‘Putting on a clinic’
Olivia moore gives back to community through establishing city tennis camp.
When athletes make something look easy, they’re said to be “putting on a clinic.”
For Olivia Moore, she not only knows how to make tennis look easy on the court, she also knows how to put on a clinic. Literally.
This summer, the rising Jackson Preparatory School senior hosted the first-ever “City Tennis” tennis camp.
Twelve students from Jackson Public Schools participated in the program, which included two weeks of intense training sessions designed to help them learn the basics of the game.
The teen organized the event as a way to give back to the community and bring the game to children who might not otherwise be exposed to it.
“The thing about tennis is that getting lessons and learning the game is really expensive,” she said. “Getting a court and getting tennis balls isn’t. It’s just getting to that point.”
The camp was held in June at Parham Bridges Park.
Olivia began working on her plans in December.
“We collaborated with the USTA in Mississippi, which does tournaments throughout the state. We contacted Angie Geleon, who helped us get fliers together to send out to the kids in public schools. Then, we had to provide racquets for the kids,” she said.
Geleon is director of school tennis at the Mississippi Tennis Association (MTA).
The camp was for students age six to 12. Fliers were sent to McWillie, Casey, Spann and Boyd elementary schools and Barack H. Obama Magnet School.
“I led them in the direction they could find players,” Geleon said. “The association has had afterschool programs at McWillie, Casey and Spann, so the kids at those schools are familiar with tennis.”
Olivia approached her friends and teammates to borrow used racquets for students use. Geleon also helped obtain equipment, while the Parham Bridges Tennis Center offered reduced rates for court use during the 10 one-and-a-half-hour sessions.

§

#### TO DO
a – According to the article about the City Tennis camp, where was the camp held?
b – List every school that the article about the City Tennis camp says received fliers.

§

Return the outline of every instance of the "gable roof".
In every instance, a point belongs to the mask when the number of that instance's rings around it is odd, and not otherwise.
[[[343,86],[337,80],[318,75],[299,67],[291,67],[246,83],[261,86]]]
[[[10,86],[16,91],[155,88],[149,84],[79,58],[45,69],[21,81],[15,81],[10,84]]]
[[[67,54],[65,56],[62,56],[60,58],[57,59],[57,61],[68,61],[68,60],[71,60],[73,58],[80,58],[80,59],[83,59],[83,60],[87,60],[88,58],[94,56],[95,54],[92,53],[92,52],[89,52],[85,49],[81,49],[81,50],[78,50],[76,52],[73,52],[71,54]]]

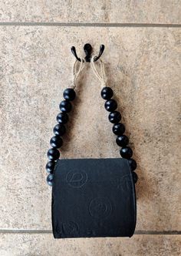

§

#### ANSWERS TO THE EXERCISES
a – Parham Bridges Park

b – McWillie Elementary School, Casey Elementary School, Spann Elementary School, Boyd Elementary School, and Barack H. Obama Magnet School